_Stored records_.
········

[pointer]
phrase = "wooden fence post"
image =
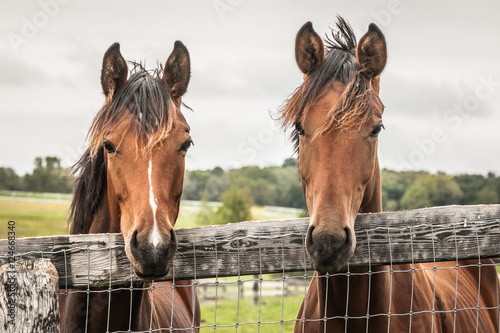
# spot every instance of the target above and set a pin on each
(29, 297)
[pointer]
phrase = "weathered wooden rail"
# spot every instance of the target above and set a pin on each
(423, 235)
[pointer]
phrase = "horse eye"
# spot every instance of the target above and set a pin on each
(299, 129)
(109, 147)
(376, 131)
(186, 145)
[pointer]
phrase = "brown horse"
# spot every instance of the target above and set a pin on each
(130, 181)
(337, 114)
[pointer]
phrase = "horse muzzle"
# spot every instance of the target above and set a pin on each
(329, 251)
(152, 260)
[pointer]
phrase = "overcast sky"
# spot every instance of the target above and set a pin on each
(441, 86)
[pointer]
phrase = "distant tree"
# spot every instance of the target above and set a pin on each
(470, 186)
(432, 190)
(9, 180)
(236, 207)
(195, 183)
(217, 172)
(487, 195)
(205, 215)
(48, 176)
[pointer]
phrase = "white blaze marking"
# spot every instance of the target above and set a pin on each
(155, 237)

········

_What is needed_.
Pick out each line of the material above that contains the word "wooden". Case counts.

_The solution_.
phrase = "wooden fence post"
phrase = "weathered wooden rail"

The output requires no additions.